What the exercise asks:
Copy out all lines from the entries below in which "bamboo" occurs.

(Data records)
■ ■ ■

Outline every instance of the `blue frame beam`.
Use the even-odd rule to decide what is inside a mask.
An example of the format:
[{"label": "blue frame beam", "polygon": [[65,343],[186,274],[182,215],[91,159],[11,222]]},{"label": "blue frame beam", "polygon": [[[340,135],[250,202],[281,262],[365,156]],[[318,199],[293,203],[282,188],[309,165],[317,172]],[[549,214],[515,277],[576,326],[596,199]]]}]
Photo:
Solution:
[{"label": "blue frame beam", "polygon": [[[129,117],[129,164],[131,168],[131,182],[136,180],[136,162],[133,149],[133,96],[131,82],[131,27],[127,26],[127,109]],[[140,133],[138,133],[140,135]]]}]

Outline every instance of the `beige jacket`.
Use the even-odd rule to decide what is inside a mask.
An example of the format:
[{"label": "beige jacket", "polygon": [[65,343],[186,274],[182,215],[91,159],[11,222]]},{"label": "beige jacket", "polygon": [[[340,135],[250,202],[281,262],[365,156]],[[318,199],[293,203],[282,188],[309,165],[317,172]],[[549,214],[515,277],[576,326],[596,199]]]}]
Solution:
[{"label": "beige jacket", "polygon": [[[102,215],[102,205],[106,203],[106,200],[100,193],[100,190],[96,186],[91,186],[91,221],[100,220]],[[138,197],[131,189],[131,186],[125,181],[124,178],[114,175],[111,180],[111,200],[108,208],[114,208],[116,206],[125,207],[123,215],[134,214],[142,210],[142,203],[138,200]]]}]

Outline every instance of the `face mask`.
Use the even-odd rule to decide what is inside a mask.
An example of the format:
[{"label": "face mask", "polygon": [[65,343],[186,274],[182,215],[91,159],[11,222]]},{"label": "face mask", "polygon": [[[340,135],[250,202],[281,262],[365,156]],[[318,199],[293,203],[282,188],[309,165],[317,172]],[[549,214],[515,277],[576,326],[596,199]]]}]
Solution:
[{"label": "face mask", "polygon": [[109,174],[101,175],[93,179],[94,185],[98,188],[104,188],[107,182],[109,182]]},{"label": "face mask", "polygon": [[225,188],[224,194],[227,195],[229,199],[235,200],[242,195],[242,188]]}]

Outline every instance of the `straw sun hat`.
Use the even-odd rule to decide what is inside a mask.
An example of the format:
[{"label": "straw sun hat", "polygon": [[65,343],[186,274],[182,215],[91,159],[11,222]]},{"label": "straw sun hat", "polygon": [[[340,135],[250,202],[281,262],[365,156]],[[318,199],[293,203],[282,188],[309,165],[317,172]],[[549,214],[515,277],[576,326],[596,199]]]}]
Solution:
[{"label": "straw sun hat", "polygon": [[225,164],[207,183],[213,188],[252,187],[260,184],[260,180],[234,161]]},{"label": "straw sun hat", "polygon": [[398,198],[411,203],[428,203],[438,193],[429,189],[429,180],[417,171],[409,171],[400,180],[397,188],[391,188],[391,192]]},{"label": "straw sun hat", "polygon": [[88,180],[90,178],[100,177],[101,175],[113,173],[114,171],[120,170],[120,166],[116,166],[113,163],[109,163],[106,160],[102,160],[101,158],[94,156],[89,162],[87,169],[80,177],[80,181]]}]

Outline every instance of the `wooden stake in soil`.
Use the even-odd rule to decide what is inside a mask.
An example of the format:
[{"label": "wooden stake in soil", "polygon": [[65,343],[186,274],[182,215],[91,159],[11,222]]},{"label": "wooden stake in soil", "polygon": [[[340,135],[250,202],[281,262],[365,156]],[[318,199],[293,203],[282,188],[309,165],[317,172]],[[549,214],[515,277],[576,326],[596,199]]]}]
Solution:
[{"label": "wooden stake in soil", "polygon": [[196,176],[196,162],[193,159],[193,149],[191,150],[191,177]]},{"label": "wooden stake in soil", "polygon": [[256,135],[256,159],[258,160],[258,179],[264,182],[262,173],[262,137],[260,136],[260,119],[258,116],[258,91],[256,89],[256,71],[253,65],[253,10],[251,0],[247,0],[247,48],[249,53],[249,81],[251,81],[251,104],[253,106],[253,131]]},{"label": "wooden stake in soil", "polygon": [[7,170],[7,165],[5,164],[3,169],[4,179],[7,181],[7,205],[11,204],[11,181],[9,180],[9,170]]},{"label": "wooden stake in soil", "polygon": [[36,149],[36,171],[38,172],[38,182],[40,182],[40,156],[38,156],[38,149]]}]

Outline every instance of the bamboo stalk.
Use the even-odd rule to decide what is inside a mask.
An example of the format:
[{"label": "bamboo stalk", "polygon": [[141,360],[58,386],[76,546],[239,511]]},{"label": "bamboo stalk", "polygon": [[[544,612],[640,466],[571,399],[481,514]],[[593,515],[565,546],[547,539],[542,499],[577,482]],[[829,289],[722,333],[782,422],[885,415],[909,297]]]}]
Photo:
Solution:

■ ■ ■

Solution to the problem:
Outline every instance of the bamboo stalk.
[{"label": "bamboo stalk", "polygon": [[141,360],[58,386],[76,546],[239,511]]},{"label": "bamboo stalk", "polygon": [[[544,612],[640,466],[571,399],[481,514]],[[593,515],[565,546],[547,539],[542,499],[577,482]],[[829,289],[722,333],[782,422],[885,415],[909,297]]]}]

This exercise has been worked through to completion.